--- ФРАГМЕНТ ДОКУМЕНТА ---
-------------------------

Только собственно страна самнитов осталась не затронутой этими нововведениями,
которые хотя и были в иных отношениях изящны и естественны, однако все более и
более ослабляли и без того уже непрочные узы национального единства. Влияние
эллинских нравов произвело глубокий разлад в среде самнитского племени. Жившие в
Кампании благовоспитанные «эллинофилы» привыкли подобно самим эллинам бояться
живших в горах более грубых племен, которые со своей стороны беспрестанно
вторгались в Кампанию и тревожили ее выродившихся древнейших поселенцев. Рим был
замкнутым государством, имевшим в своем распоряжении военные силы всего Лациума;
его подданные хотя и роптали, но повиновались. Самнитское племя было рассеяно и
раздроблено, хотя образовавшийся в собственно Самниуме союз и сохранил
незапятнанными нравы и мужество предков, но именно вследствие того он находился
в полном разладе с остальными самнитскими племенами и общинами.

-------------------------

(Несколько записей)
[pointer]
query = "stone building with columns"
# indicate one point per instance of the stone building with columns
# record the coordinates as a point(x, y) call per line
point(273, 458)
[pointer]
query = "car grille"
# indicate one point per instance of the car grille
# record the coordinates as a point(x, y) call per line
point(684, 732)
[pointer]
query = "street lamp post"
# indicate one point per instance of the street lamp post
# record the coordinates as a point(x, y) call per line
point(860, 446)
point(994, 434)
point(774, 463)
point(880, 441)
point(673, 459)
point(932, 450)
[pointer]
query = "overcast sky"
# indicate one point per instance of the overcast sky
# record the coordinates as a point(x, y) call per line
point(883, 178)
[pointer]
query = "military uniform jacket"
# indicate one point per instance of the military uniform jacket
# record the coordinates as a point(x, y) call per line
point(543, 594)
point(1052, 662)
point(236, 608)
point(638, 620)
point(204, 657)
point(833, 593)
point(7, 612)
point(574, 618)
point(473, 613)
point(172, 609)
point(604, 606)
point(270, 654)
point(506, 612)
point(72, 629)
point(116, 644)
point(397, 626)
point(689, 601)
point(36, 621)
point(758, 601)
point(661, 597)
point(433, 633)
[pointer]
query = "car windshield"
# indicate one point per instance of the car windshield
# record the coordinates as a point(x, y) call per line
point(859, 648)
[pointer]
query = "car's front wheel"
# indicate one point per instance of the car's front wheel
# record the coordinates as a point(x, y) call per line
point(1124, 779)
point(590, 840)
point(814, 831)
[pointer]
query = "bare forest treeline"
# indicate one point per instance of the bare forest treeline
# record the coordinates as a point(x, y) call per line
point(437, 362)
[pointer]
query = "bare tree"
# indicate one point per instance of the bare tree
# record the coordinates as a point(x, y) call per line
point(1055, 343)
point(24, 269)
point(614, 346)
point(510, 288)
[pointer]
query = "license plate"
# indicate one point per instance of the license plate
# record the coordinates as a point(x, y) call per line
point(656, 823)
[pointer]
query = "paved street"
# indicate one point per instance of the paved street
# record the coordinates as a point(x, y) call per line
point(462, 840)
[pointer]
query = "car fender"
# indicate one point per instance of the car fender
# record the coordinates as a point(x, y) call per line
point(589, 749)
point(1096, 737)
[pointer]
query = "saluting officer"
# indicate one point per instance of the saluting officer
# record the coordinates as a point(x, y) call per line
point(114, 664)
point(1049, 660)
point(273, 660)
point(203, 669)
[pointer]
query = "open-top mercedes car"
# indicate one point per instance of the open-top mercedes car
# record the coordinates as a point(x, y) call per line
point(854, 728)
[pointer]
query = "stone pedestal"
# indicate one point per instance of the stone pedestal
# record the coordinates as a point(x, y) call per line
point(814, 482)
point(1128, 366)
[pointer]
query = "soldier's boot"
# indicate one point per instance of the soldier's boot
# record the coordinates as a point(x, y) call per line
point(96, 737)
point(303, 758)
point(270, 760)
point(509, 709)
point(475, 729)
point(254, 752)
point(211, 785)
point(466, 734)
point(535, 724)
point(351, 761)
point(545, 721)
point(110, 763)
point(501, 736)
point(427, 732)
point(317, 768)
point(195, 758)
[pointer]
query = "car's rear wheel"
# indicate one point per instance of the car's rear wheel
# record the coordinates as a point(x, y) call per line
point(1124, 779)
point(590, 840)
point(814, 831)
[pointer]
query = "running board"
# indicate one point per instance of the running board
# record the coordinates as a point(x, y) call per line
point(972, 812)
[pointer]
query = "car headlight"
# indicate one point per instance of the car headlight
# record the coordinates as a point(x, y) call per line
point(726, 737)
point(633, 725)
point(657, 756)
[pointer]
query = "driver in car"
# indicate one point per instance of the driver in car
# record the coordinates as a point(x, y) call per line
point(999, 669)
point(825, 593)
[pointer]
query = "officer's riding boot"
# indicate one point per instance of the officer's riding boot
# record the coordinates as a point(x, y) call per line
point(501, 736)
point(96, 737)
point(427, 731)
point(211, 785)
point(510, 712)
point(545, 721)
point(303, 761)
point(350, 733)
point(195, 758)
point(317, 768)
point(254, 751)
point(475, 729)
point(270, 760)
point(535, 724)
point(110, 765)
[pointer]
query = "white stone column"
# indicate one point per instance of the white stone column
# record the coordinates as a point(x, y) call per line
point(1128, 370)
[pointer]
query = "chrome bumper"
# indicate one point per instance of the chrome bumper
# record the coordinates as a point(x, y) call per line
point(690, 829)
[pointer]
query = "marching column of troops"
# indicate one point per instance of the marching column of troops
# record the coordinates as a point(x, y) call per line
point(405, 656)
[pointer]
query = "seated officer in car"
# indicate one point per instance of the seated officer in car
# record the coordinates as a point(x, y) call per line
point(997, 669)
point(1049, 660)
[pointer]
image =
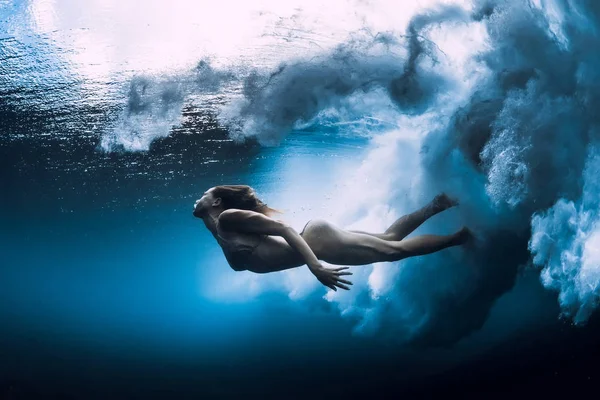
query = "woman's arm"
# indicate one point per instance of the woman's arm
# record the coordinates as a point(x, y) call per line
point(253, 222)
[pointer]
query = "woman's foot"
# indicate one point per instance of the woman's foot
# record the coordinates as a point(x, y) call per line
point(443, 202)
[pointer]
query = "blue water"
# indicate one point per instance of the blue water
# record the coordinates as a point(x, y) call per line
point(109, 288)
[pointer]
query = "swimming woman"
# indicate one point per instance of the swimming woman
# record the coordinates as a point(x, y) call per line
point(252, 240)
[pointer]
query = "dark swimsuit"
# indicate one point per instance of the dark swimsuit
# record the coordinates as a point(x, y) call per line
point(239, 255)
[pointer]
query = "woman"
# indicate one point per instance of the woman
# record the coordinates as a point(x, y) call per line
point(252, 240)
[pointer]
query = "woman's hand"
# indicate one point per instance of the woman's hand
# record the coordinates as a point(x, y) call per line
point(331, 277)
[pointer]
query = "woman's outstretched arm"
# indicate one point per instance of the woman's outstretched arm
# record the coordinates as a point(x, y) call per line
point(253, 222)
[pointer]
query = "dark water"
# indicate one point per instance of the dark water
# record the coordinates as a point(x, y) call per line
point(109, 288)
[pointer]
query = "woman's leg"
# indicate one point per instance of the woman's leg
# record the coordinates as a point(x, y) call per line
point(408, 223)
point(343, 247)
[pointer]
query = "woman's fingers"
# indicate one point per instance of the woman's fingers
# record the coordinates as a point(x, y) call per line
point(340, 269)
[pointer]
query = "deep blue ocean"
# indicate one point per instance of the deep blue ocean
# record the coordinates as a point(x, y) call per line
point(116, 116)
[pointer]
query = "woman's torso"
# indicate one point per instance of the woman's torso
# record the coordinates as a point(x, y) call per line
point(257, 252)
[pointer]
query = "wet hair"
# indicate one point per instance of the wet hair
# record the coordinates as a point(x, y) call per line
point(242, 197)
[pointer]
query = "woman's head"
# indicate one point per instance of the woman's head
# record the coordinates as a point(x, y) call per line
point(231, 196)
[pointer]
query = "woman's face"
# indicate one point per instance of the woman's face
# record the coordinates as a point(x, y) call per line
point(203, 203)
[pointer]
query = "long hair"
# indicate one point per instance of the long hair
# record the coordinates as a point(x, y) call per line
point(242, 197)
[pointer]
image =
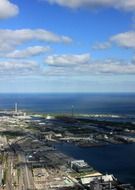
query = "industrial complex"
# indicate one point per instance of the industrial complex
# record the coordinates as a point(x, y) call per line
point(30, 161)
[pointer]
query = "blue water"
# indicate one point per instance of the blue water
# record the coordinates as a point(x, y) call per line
point(61, 103)
point(118, 160)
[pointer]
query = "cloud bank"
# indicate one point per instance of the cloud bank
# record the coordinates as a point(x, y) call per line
point(10, 39)
point(126, 5)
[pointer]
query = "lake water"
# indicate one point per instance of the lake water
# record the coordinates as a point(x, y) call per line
point(116, 159)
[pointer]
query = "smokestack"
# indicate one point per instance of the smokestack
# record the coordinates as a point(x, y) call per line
point(16, 107)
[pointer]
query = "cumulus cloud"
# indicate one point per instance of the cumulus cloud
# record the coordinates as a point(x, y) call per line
point(18, 68)
point(126, 40)
point(9, 39)
point(84, 65)
point(127, 5)
point(28, 52)
point(67, 60)
point(101, 46)
point(8, 9)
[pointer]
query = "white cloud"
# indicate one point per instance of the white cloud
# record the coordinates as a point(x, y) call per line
point(28, 52)
point(83, 65)
point(67, 60)
point(126, 40)
point(127, 5)
point(18, 68)
point(8, 9)
point(101, 46)
point(9, 39)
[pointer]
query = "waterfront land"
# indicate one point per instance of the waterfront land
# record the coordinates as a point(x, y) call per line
point(29, 160)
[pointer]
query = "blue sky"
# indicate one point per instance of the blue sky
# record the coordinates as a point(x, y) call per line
point(67, 46)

-------------------------

--- ЗАДАЧИ И ЗАДАНИЯ ---
1. По фрагменту о самнитах ответьте на вопросы:
(a) Какая часть самнитов осталась не затронутой нововведениями?
(b) Кого привыкли бояться «эллинофилы», жившие в Кампании?
(c) Военными силами какой области располагал Рим?
2. Продолжите фрагмент о самнитах, начав сразу после его последнего предложения.
Записи здесь никак не используются.

--- ПИСЬМЕННЫЕ ОТВЕТЫ ---
1.
(a) Собственно страна самнитов.
(b) Более грубые племена, жившие в горах.
(c) Всего Лациума.

2.
В действительности именно этот разлад между самнитами, жившими на равнинах, и
самнитами, жившими в горах, и привлек римлян на ту сторону Лириса. Жившие в
Теане сидицины и жившие в Капуе кампанцы стали искать у римлян защиты против
своих собственных соотечественников, беспрестанно разорявших край новыми
нашествиями и грозивших прочно в нем утвердиться (343 г. до н.э.). Когда в
просимом союзе было отказано, кампанские послы предложили подчинить свой город
римскому верховенству, а римляне не устояли против такого соблазна. Римские
послы отправились к самнитам с извещением о новом приобретении и с требованием
не посягать на территорию дружественной державы. Мы не в состоянии описать весь
ход этих событий во всех их подробностях; мы только видим, что вследствие ли
войны или без всяких предварительных военных действий между Римом и Самниумом
состоялось соглашение, в силу которого римлянам было предоставлено право
распоряжаться в Капуе, самнитам — в Теане, вольскам — на верхнем Лирисе.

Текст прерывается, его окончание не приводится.